### TASK STATEMENT:
Rewrite only the part that opens with the line containing "If you could put a dot on the overcast" and closes with the line containing "If you could put a dot on the camera", changing "I would be most grateful" to "I would appreciate it" and keeping everything else the same. Leave the pictures out of your answer.
--- Start of TASK INPUT ---
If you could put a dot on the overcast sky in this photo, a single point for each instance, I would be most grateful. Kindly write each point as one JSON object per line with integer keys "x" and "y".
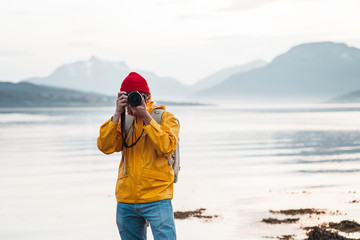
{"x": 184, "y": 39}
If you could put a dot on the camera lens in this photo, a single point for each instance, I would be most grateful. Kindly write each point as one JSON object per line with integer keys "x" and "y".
--- End of TASK INPUT ---
--- Start of TASK INPUT ---
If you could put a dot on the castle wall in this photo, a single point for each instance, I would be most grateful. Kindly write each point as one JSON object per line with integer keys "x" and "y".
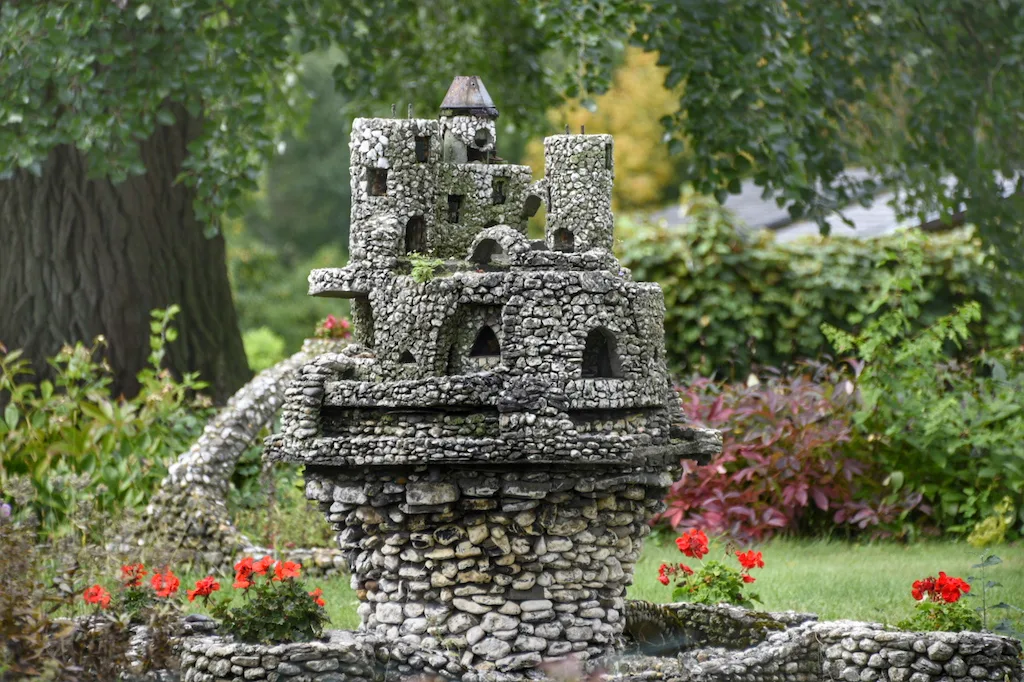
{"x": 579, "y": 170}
--- End of TASK INPUT ---
### ANSWER IN FULL:
If you could put a dot on the overcast sky in this photo, a single point for each instance, I would appreciate it. Kindly write each point as one JSON object per line with integer keys "x" and "y".
{"x": 184, "y": 39}
If you could put a dot on the camera lens in this photo, a single point for each instance, I would appreciate it. Kindly write each point as one JSON object per line with integer keys "x" and "y".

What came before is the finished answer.